→ CONSEGNE:
1. Estrai dal brano su Omero il passo che va da "La similitudine certo" a "i suoi campi?", riportandolo parola per parola.
2. Prosegui il brano su Omero, riprendendo subito dopo la sua ultima frase.

→ BRANO PROPOSTO:

____

Ma torniamo a Omero: mentre racconta la piena travolgente dello Scamandro, del fiume-dio, il poeta usa una similitudine che ricorda il lavoro duro ma umile dei campi e la sua importanza:

Come quando da fonte d’acqua bruna / un uomo che irriga i campi indirizza l’acqua corrente verso orti/ e frutteti rimuovendo con la zappa i detriti da un canale,/ e rotola ogni ciottolo sul fondo quando il rivo scorre in discesa e gorgoglia riversandosi veloce/ sul terreno in pendio e precedendo colui che lo indirizza, /così l’onda tornava sempre a raggiungere/ il pur rapido Achille (XXI, 257-264).[1]

La similitudine certo è strana, ed è parsa fuori luogo anche ad alcuni antichi: cosa ha a che vedere un rivolo disciplinato, le cui acque canterine procedono veloci ma ben condotte, con la violenza cieca e assassina del fiume divino adirato? Perché il poeta ricorda, proprio mentre descrive l’infuriare della natura, mentre pare di udire lo strepito, il fragore delle acque che tutto travolgono, proprio mentre lo scenario di morte è amplificato dai cadaveri scompostamente trascinati da onde che si alzano, proprio mentre il dio-fiume rivolge  minacce terribili al più forte e violento degli eroi, Achille, perché proprio in quel momento al poeta viene in mente un uomo umile, un contadino, che con la zappa libera i canali, e lascia scorrere veloce e allegra l’acqua verso i suoi campi?

____

→ VOCI FORNITE:
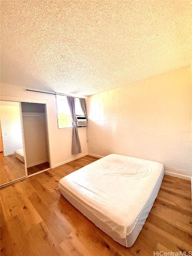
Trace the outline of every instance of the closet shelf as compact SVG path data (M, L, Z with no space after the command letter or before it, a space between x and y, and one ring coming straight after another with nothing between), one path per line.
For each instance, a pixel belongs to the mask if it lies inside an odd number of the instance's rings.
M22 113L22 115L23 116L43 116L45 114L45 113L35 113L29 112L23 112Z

____

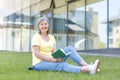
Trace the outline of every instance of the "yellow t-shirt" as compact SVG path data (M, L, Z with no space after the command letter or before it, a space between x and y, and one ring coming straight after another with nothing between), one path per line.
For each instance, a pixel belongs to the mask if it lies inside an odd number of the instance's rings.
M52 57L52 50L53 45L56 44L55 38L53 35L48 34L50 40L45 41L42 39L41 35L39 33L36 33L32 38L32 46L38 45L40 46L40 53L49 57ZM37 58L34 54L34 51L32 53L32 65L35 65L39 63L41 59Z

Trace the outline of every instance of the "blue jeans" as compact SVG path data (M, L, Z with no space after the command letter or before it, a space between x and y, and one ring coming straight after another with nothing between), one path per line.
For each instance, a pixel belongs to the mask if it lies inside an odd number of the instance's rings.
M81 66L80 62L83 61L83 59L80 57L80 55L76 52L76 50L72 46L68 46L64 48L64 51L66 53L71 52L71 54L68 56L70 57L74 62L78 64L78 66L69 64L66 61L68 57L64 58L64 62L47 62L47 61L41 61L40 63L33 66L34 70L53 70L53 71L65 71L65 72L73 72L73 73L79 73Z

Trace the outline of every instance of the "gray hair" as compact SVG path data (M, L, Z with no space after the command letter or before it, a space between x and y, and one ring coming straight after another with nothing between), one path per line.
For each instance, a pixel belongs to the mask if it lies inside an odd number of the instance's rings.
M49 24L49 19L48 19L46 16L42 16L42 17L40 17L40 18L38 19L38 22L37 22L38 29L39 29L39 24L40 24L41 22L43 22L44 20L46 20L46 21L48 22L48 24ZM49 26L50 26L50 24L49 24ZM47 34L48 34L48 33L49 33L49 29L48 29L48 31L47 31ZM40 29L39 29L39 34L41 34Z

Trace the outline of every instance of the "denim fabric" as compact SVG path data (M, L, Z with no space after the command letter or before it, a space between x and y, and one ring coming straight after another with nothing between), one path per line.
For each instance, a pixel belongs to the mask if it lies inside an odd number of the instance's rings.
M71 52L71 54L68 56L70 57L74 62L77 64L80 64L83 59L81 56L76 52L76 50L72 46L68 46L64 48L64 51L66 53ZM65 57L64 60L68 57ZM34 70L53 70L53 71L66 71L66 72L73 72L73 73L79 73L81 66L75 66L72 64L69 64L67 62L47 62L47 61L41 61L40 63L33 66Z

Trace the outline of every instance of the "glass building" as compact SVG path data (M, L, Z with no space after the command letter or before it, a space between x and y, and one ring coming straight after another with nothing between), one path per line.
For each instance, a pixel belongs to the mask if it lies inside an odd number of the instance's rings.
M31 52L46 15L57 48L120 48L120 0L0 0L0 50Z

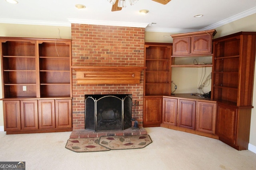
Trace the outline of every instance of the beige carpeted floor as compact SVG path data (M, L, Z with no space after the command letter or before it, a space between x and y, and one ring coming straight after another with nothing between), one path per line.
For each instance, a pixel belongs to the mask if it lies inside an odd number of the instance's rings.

____

→ RISPOSTE ALLE CONSEGNE:
1.
La similitudine certo è strana, ed è parsa fuori luogo anche ad alcuni antichi: cosa ha a che vedere un rivolo disciplinato, le cui acque canterine procedono veloci ma ben condotte, con la violenza cieca e assassina del fiume divino adirato? Perché il poeta ricorda, proprio mentre descrive l’infuriare della natura, mentre pare di udire lo strepito, il fragore delle acque che tutto travolgono, proprio mentre lo scenario di morte è amplificato dai cadaveri scompostamente trascinati da onde che si alzano, proprio mentre il dio-fiume rivolge  minacce terribili al più forte e violento degli eroi, Achille, perché proprio in quel momento al poeta viene in mente un uomo umile, un contadino, che con la zappa libera i canali, e lascia scorrere veloce e allegra l’acqua verso i suoi campi?

2.
Le similitudini omeriche, diceva Goethe, sono asterischi, luminosi punti di luce nel tessuto dell’epica. Il poeta se ne serve per comunicare con il suo pubblico, per ricondurlo all’attualità, per mostrare di saper fare poesia non solo con antichi racconti. E dunque: cosa vuol dire questo piccolo punto luminoso, la descrizione precisa e dettagliata di un camparo, che indirizza l’acqua e così rende più fertile la sua terra?

Dobbiamo guardare al contesto: Achille, nell’ Iliade in generale e nel XXI canto in particolare, è un archetipo dell’eroe tragico che troppo osa e crede di possedere forza infinita, con la quale piega gli uomini ma anche la natura. Il fiume divino si adira con lui perché ne è offeso: Achille ha reso il letto del fiume un cimitero, ne ha sporcato le acque con oggetti pesanti, i cadaveri e le loro ormai inutili armature; il fiume si lamenta perché non può più scorrere verso il mare. I pesci si nutrono dei corpi, e così si contaminano.  Achille, insomma, ha profanato, trasgredito e ostacolato un importante elemento della natura, le sue leggi, la sua funzione. Ecco allora perché il poeta inserisce, per contrasto, una similitudine che è invece idillica, e che Virgilio imita nelle Georgiche in un contesto più adatto, di un contadino che riesce a porre rimedio all'arsura del terreno.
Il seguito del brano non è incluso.